START Text passage
The fraternal twins (born 13 December 1994, in Paris) lived in Havana for the first two years of their lives, then moved to Paris, where they were educated. They visited Cuba yearly on holiday, but were primarily raised in Paris, where they currently reside.

Their father was the famed Cuban percussionist Anga Díaz, who has received a Grammy Award for his work with the Latin jazz band Irakere, and was also a member of Buena Vista Social Club ensemble, playing with Ibrahim Ferrer, Rubén González and Máximo Francisco Repilado Muñoz aka Compay Segundo. On his death in 2006, Naomi, then aged 11, learned to play his signature instrument, the cajón. Together the sisters studied Yoruba folk songs. Their mother is French-Venezuelan singer Maya Dagnino, who serves as their manager and encouraged Lisa-Kainde's songwriting.

In 2013, they signed to the record label, XL Recordings. Label owner Richard Russell is the only other contributor to their self-titled debut album, released in 2015. Released when they were 20, the album pays tribute to their deceased father and the track Yanira immortalizes the duo's older sister, who died in 2013. The song ends with a synth that sounds like a life-support monitor.

In 2014, they received attention for the video for their album's second single, "River". The twins appear in a closeup shot throughout, taking turns having their heads forced underwater while the other sings.

In 2016, the twins appeared in the short film for Beyoncé's album Lemonade as members of Beyonce's farm utopia that offers a safe space for black women. In May 2016, Ibeyi returned to Havana for live performances at the CHANEL 2016 Cruise collection in Cuba and the international music festival MUSICABANA.

Their 2017 album Ash was nominated for IMPALA's European Album of the Year Award.

In 2021, Ibeyi released a song for the soundtrack of the film How to Stop a Recurring Dream.

In March 2026, the duo released the single "Aset" as the lead single to their album Offering. The album is scheduled to release on July 26, 2026.

== Influences ==
As well as their father Anga Díaz, the duo claims Frank Ocean, James Blake, and King Krule among their influences.In live shows, they have covered rapper Jay Electronica's Better in Tune with the Infinite and others.
Their recordings also show a strong and spiritual connection to their Yoruba roots, as do the name and themes. They also pay tribute to Santería, a syncretism practiced by many Afro-Cubans, and many Cubans in general.
END Text passage
START Information supplied
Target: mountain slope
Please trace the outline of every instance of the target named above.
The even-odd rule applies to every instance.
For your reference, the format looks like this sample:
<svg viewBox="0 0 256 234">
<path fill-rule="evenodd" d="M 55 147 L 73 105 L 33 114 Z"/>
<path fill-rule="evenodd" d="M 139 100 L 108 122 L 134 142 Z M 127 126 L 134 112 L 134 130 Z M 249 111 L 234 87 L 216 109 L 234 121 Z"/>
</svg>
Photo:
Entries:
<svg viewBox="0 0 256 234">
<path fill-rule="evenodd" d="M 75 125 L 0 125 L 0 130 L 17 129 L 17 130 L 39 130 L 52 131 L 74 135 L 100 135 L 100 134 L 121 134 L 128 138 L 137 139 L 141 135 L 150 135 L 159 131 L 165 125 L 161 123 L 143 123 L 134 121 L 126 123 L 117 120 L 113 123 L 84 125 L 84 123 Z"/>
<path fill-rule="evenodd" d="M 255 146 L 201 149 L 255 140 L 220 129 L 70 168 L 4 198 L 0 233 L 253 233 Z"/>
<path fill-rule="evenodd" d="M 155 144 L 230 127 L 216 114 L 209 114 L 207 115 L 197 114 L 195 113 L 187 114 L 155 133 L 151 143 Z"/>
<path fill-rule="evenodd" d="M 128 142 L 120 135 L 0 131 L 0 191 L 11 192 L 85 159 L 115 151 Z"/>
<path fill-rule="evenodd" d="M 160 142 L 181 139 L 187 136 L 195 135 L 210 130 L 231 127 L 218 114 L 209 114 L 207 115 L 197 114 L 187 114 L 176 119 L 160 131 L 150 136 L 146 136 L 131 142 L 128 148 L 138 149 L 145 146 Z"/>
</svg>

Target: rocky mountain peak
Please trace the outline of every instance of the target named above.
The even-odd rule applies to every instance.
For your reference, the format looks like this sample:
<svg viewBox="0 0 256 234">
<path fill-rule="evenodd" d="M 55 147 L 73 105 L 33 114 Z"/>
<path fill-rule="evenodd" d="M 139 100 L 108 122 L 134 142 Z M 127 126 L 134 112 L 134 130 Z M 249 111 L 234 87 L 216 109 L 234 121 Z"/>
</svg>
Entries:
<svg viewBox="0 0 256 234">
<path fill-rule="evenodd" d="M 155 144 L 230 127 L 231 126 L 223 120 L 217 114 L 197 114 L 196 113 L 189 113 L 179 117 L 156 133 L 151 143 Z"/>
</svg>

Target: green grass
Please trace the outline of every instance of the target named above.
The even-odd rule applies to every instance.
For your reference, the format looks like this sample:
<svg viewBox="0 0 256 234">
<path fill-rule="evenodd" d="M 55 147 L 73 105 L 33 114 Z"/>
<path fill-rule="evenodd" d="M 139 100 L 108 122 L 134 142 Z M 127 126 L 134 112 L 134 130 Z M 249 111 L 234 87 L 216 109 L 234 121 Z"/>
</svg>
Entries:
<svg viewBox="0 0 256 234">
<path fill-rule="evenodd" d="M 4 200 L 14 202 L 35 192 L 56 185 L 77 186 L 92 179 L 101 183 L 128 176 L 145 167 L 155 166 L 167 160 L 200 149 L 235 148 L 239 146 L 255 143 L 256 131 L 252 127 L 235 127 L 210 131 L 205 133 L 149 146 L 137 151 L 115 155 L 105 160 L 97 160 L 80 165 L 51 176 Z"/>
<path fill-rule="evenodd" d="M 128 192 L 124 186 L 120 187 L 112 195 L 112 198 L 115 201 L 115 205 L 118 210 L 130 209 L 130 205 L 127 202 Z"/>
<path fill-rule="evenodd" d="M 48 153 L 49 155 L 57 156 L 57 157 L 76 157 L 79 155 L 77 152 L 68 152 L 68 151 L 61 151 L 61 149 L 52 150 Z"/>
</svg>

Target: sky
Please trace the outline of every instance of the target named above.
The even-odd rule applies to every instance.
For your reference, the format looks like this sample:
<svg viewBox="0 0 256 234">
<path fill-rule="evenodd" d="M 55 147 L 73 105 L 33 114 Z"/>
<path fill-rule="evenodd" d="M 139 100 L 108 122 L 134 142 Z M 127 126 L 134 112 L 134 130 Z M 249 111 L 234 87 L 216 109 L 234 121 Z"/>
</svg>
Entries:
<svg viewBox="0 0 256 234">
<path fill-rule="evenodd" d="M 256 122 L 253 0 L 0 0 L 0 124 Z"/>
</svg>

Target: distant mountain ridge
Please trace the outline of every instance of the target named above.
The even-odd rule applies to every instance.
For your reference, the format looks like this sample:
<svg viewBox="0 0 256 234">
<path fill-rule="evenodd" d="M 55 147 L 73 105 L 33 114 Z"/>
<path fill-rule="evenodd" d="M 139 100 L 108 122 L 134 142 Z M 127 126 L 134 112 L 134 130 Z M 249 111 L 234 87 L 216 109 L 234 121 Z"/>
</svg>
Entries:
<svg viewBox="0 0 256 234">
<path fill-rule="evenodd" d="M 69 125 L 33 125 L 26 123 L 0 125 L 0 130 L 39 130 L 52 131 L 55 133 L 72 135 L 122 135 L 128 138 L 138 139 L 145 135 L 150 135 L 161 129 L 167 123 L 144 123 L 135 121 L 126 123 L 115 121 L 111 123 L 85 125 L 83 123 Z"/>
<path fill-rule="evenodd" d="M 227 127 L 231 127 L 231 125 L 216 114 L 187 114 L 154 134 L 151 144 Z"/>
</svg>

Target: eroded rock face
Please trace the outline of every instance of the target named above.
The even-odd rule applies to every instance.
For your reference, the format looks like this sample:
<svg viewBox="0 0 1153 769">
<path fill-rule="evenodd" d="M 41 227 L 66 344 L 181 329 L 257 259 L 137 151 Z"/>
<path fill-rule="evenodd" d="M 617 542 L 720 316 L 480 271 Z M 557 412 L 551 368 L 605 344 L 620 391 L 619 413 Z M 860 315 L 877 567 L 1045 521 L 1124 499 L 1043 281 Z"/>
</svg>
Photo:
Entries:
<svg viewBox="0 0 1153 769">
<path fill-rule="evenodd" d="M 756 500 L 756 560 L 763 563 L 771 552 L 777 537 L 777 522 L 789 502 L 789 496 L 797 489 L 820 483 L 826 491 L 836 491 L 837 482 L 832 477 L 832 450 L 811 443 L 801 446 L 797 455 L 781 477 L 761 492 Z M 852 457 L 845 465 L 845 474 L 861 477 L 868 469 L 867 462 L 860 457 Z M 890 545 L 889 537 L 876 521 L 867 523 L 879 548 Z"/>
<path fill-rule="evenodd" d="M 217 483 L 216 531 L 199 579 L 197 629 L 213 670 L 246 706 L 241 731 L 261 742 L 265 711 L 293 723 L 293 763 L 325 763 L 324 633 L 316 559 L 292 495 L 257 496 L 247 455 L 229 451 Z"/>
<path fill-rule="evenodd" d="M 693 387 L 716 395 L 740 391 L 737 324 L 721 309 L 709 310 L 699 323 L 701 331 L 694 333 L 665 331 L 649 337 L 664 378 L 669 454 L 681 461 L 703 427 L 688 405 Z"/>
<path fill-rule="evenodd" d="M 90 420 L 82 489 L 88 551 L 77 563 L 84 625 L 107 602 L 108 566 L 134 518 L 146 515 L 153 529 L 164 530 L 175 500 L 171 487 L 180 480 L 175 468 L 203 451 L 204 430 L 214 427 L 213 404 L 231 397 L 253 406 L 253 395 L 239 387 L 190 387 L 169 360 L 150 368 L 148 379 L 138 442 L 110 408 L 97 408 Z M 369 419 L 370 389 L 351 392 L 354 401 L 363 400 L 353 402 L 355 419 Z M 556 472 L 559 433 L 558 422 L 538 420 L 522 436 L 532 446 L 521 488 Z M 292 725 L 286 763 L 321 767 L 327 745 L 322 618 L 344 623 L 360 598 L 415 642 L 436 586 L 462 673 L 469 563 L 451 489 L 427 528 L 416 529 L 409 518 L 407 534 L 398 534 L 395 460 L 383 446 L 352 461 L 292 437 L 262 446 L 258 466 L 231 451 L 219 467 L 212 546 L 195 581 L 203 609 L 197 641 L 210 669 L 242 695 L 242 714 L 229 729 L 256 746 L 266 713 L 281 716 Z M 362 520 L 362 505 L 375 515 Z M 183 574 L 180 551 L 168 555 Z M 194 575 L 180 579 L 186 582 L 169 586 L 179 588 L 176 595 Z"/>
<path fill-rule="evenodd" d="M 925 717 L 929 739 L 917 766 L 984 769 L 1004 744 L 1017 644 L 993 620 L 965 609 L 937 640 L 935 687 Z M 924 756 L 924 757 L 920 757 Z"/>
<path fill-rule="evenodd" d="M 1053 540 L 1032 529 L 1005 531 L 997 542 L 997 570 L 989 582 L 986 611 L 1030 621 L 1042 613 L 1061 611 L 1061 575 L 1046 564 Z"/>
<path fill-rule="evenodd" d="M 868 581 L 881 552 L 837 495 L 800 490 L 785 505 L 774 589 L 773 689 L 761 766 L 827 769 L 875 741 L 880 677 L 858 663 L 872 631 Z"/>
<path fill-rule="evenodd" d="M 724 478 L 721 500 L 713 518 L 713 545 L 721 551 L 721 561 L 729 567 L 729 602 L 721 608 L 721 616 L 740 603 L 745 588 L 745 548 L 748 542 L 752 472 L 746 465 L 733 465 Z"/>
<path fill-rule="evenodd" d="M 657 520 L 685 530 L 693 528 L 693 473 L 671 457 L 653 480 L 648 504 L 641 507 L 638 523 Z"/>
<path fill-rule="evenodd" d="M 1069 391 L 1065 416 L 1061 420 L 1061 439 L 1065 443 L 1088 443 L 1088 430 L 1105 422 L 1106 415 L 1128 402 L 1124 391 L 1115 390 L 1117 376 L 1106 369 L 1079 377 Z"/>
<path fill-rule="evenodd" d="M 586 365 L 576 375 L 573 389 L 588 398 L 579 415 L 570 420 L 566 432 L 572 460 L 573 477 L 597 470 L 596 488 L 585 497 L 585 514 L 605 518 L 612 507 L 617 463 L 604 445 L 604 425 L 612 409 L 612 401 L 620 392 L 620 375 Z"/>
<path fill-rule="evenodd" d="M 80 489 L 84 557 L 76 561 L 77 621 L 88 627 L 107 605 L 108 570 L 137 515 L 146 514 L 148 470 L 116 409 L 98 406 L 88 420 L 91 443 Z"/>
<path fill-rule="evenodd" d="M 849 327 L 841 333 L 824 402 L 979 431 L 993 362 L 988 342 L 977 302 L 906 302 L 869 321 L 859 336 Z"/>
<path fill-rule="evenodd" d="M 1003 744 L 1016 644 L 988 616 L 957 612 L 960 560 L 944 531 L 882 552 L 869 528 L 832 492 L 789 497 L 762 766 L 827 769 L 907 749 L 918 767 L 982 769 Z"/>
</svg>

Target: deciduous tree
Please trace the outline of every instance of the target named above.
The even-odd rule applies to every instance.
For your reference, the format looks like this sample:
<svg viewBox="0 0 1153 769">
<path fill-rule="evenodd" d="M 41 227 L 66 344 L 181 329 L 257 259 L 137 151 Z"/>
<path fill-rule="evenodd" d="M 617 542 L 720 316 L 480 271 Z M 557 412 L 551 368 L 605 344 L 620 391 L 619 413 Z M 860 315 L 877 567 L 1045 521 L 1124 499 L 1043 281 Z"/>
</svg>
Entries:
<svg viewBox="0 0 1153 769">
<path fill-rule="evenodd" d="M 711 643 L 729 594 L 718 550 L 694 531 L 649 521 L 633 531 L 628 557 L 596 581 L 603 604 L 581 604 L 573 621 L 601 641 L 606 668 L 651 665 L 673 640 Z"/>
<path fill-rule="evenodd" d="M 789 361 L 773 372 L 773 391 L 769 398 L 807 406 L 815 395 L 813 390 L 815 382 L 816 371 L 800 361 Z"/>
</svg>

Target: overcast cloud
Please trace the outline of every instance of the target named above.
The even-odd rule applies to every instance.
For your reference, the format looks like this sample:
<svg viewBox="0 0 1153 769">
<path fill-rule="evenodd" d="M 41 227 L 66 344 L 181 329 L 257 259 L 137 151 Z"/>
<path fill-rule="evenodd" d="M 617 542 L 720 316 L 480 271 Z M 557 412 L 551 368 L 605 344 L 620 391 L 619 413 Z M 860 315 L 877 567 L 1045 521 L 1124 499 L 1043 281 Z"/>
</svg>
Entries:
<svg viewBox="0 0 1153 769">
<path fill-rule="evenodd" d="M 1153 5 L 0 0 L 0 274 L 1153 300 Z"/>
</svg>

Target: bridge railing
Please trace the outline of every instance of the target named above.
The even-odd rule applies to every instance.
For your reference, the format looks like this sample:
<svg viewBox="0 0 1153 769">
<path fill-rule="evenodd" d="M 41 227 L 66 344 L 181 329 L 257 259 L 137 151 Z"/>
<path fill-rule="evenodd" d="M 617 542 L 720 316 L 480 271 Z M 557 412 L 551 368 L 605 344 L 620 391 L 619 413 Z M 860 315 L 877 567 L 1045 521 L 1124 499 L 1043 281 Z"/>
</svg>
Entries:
END Information supplied
### List of tasks
1: Repeat word for word the part of the Ibeyi text that begins at "Their 2017 album" and ends at "Infinite and others.".
2: Name every artist the Ibeyi text says the duo counts among its influences.
3: Pick up the Ibeyi text after its final sentence and keep writing it.

### Answers for the exercise
1:
Their 2017 album Ash was nominated for IMPALA's European Album of the Year Award.

In 2021, Ibeyi released a song for the soundtrack of the film How to Stop a Recurring Dream.

In March 2026, the duo released the single "Aset" as the lead single to their album Offering. The album is scheduled to release on July 26, 2026.

== Influences ==
As well as their father Anga Díaz, the duo claims Frank Ocean, James Blake, and King Krule among their influences.In live shows, they have covered rapper Jay Electronica's Better in Tune with the Infinite and others.

2: Anga Díaz, Frank Ocean, James Blake, King Krule

3:
== Discography ==
=== Albums ===

List of studio albums, with selected details
| Title | Album details | Peak chart positions |  |  |  |  |  |  |  |  |  |
| FRA | BEL (Fl) | BEL (Wa) | GER | NED | SWI | UK | UK Ind. | US | US Heat. |
| Ibeyi | Released: 17 February 2015; Label: XL Recordings; Format: CD, DL, LP, streaming; | 15 | 28 | 35 | 58 | 52 | 20 | 36 | 9 | 166 | 1 |
| Ash | Released: 29 September 2017; Label: XL Recordings; Format: CD, DL, LP, streaming; | 26 | 48 | 73 | — | — | 47 | — | 49 | — | 13 |
| Spell 31 | Released: 6 May 2022; Label: XL Recordings; Format: CD, DL, LP, streaming; | 98 | — | — | — | — | — | — | 37 | — | — |
| Offering | Released: 26 June 2026; Label: AWAL Recordings; Format: CD, DL, LP, streaming; | — | — | — | — | — | — | — | — | — | — |
"—" denotes a recording that did not chart or was not released in that territory.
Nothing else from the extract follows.